## Directive
Render the data as a Markdown table, starting with its first line and going on through the line containing "M 0 0 L 0 249", with a column n holding the row number and a column Line holding the line, and blank lines left out.

## Exercise materials
^^^^^^^^

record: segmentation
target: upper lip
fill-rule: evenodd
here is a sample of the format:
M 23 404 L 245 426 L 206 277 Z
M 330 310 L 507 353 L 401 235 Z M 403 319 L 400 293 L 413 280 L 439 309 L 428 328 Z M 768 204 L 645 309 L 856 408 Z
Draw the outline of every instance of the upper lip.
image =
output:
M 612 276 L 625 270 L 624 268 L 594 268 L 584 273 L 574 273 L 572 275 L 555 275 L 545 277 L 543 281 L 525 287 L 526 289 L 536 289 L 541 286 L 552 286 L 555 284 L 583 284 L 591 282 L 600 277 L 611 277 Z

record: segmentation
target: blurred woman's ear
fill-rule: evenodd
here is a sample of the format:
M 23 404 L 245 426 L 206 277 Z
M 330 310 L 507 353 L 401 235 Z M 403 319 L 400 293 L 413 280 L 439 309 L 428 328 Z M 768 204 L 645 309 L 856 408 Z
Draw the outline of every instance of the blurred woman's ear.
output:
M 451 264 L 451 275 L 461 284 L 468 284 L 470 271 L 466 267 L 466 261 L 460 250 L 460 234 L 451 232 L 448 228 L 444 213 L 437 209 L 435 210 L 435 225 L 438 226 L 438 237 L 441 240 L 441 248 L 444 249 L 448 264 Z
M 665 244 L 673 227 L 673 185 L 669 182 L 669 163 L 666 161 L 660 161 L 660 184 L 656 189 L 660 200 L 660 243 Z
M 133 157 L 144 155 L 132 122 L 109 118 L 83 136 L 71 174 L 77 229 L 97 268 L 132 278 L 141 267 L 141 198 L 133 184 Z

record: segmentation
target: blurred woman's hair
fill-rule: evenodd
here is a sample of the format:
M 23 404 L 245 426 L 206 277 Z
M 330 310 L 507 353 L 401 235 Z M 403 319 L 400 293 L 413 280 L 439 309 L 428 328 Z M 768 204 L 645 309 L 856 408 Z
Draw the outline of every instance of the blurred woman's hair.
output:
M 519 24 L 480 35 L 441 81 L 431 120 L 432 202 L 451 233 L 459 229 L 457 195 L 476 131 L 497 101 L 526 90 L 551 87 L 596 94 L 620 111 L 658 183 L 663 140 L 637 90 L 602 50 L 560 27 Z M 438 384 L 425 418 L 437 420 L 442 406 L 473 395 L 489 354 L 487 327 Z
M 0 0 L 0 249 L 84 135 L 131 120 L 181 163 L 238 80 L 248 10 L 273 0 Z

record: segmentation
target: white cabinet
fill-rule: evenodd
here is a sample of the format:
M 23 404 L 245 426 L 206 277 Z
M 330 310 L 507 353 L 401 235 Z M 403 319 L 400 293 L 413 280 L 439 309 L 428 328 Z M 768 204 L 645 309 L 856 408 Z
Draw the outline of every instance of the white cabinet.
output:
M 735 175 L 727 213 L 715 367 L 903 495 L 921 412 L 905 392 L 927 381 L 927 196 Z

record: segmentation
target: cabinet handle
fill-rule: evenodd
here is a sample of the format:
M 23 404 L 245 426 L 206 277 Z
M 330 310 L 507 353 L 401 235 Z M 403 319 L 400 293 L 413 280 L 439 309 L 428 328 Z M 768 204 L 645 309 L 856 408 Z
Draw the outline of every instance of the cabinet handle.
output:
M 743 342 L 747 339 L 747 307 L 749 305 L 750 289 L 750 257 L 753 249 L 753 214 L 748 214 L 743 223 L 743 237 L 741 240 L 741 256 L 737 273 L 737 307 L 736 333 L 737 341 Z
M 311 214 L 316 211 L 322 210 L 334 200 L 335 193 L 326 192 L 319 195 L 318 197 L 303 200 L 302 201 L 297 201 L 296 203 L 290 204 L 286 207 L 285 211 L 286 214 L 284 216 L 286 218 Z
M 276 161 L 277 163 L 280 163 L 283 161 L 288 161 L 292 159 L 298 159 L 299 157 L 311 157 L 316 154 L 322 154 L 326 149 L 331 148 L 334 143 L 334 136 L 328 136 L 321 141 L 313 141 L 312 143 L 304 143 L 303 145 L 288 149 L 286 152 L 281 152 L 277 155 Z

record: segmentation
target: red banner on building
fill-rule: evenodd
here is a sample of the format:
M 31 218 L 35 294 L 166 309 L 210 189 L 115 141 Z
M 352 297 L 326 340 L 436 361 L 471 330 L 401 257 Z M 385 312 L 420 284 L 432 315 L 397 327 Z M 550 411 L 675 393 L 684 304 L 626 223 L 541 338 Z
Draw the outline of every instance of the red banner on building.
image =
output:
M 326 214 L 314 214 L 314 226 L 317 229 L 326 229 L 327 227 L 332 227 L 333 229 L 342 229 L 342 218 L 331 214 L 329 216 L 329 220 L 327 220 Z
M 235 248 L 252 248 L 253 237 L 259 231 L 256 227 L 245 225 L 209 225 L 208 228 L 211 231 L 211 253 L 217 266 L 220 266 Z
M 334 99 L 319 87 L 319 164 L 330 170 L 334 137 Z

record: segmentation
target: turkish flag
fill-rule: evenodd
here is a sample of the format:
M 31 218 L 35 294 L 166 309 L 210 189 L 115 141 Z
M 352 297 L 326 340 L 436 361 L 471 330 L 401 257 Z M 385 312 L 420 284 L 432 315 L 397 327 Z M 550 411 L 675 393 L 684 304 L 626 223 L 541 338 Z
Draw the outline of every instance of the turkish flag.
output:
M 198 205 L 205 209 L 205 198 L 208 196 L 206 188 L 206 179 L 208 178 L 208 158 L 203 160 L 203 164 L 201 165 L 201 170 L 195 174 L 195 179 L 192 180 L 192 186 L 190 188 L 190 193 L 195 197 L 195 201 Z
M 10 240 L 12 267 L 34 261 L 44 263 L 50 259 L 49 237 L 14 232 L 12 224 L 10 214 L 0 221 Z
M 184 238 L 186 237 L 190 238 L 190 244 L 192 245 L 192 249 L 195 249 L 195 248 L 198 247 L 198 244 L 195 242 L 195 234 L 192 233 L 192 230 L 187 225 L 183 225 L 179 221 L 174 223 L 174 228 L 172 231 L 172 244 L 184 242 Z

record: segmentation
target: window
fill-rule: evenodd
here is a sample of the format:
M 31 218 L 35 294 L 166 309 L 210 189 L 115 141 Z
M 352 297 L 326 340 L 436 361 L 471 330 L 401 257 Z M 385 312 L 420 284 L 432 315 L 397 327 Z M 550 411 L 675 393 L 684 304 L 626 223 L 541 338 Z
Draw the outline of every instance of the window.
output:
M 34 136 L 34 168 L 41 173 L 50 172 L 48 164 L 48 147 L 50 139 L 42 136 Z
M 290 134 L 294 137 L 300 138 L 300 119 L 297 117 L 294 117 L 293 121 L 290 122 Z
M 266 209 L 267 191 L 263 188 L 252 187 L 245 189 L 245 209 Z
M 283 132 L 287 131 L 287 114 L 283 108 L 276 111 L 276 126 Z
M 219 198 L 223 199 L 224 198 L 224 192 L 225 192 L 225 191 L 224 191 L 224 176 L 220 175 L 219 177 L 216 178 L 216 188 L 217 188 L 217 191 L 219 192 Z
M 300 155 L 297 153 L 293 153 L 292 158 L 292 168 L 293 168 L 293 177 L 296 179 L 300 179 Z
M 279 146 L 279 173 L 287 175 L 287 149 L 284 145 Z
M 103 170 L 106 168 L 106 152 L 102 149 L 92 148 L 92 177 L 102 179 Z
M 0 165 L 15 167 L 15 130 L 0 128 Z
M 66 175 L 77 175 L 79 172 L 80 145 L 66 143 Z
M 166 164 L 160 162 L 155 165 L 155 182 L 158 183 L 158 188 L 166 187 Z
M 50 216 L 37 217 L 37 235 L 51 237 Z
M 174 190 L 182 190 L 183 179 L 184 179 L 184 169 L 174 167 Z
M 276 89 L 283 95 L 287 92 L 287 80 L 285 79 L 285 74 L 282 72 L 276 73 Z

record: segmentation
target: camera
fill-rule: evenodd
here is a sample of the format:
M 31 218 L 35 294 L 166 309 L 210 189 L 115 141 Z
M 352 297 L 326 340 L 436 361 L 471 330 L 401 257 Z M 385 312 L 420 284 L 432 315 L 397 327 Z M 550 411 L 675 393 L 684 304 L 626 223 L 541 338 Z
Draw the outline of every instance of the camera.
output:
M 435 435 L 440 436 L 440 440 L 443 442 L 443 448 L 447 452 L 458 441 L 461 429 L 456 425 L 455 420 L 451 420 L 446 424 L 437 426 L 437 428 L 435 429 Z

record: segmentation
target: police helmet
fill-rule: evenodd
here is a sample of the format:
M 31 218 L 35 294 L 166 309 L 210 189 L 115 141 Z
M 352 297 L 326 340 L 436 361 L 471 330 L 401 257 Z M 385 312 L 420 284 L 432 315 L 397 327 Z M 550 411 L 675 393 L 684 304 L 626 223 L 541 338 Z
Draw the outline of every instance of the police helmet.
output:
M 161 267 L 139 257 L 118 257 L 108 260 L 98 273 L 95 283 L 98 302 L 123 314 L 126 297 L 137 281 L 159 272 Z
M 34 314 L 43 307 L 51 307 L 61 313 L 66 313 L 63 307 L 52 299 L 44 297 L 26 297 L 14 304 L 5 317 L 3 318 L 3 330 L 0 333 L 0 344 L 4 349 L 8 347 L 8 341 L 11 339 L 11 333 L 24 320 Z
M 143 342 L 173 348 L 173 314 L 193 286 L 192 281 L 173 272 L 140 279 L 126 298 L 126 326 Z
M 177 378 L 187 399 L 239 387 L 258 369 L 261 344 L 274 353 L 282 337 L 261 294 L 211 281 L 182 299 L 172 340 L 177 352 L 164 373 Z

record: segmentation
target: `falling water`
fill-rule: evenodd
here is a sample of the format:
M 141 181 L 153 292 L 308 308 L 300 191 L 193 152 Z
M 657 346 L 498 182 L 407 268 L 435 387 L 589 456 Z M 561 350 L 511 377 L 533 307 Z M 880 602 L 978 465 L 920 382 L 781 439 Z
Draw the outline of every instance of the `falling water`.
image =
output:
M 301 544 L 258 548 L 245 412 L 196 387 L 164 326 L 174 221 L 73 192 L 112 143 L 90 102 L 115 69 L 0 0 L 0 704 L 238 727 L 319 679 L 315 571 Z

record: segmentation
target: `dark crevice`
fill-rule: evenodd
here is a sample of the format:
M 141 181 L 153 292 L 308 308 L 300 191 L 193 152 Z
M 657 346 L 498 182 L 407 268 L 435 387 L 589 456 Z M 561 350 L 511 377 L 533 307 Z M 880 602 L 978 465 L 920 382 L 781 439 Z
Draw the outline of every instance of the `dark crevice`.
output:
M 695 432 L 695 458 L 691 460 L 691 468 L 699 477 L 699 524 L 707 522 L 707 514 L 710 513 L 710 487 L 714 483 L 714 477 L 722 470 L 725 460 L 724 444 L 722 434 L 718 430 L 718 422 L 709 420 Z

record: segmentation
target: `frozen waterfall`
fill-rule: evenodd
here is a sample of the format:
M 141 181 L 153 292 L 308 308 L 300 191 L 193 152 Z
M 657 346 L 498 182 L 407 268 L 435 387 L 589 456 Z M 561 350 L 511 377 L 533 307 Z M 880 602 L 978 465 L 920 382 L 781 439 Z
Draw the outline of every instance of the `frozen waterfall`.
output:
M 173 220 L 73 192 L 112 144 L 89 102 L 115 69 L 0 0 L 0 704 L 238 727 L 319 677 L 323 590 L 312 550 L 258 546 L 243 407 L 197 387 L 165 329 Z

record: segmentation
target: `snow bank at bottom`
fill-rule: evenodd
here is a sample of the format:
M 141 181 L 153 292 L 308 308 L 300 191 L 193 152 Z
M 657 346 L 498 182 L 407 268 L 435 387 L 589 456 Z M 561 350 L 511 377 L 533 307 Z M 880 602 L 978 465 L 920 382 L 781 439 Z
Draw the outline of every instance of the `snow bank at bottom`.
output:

^^^^^^^^

## Final result
| n | Line |
|---|---|
| 1 | record: segmentation |
| 2 | target: upper lip |
| 3 | fill-rule: evenodd |
| 4 | here is a sample of the format: |
| 5 | M 23 404 L 245 426 L 206 277 Z |
| 6 | M 330 310 L 507 353 L 401 235 Z M 403 319 L 400 293 L 413 280 L 439 309 L 428 328 Z M 768 204 L 645 309 L 856 408 Z |
| 7 | Draw the outline of every instance of the upper lip. |
| 8 | image = |
| 9 | output: |
| 10 | M 612 276 L 625 270 L 624 268 L 594 268 L 584 273 L 574 273 L 572 275 L 555 275 L 545 277 L 543 281 L 525 287 L 526 289 L 536 289 L 541 286 L 552 286 L 555 284 L 583 284 L 591 282 L 600 277 L 611 277 Z |
| 11 | record: segmentation |
| 12 | target: blurred woman's ear |
| 13 | fill-rule: evenodd |
| 14 | here is a sample of the format: |
| 15 | M 23 404 L 245 426 L 206 277 Z |
| 16 | M 330 310 L 507 353 L 401 235 Z M 403 319 L 400 293 L 413 280 L 439 309 L 428 328 Z M 768 204 L 645 309 L 856 408 Z |
| 17 | Draw the outline of every instance of the blurred woman's ear. |
| 18 | output: |
| 19 | M 451 264 L 451 275 L 461 284 L 468 284 L 470 271 L 466 267 L 466 261 L 460 250 L 460 234 L 451 232 L 448 228 L 444 213 L 437 209 L 435 210 L 435 225 L 438 226 L 438 237 L 441 240 L 441 248 L 444 249 L 448 264 Z |
| 20 | M 665 244 L 673 227 L 673 185 L 669 182 L 669 163 L 666 161 L 660 161 L 660 184 L 656 189 L 660 200 L 660 243 Z |
| 21 | M 133 157 L 144 155 L 132 122 L 109 118 L 83 136 L 71 174 L 77 229 L 97 268 L 132 278 L 141 267 L 141 198 L 133 184 Z |
| 22 | record: segmentation |
| 23 | target: blurred woman's hair |
| 24 | fill-rule: evenodd |
| 25 | here is a sample of the format: |
| 26 | M 23 404 L 245 426 L 206 277 Z |
| 27 | M 330 310 L 507 353 L 401 235 Z M 403 319 L 400 293 L 413 280 L 439 309 L 428 328 Z M 768 204 L 645 309 L 856 408 Z |
| 28 | Draw the outline of every instance of the blurred woman's hair. |
| 29 | output: |
| 30 | M 519 24 L 480 35 L 441 81 L 431 120 L 432 202 L 451 233 L 459 229 L 457 195 L 476 131 L 497 101 L 526 90 L 551 87 L 596 94 L 620 111 L 658 183 L 663 140 L 637 90 L 602 50 L 560 27 Z M 438 384 L 425 418 L 437 420 L 442 406 L 473 395 L 489 354 L 487 327 Z |
| 31 | M 0 0 L 0 249 L 84 135 L 131 120 L 181 163 L 238 80 L 248 10 L 273 0 Z |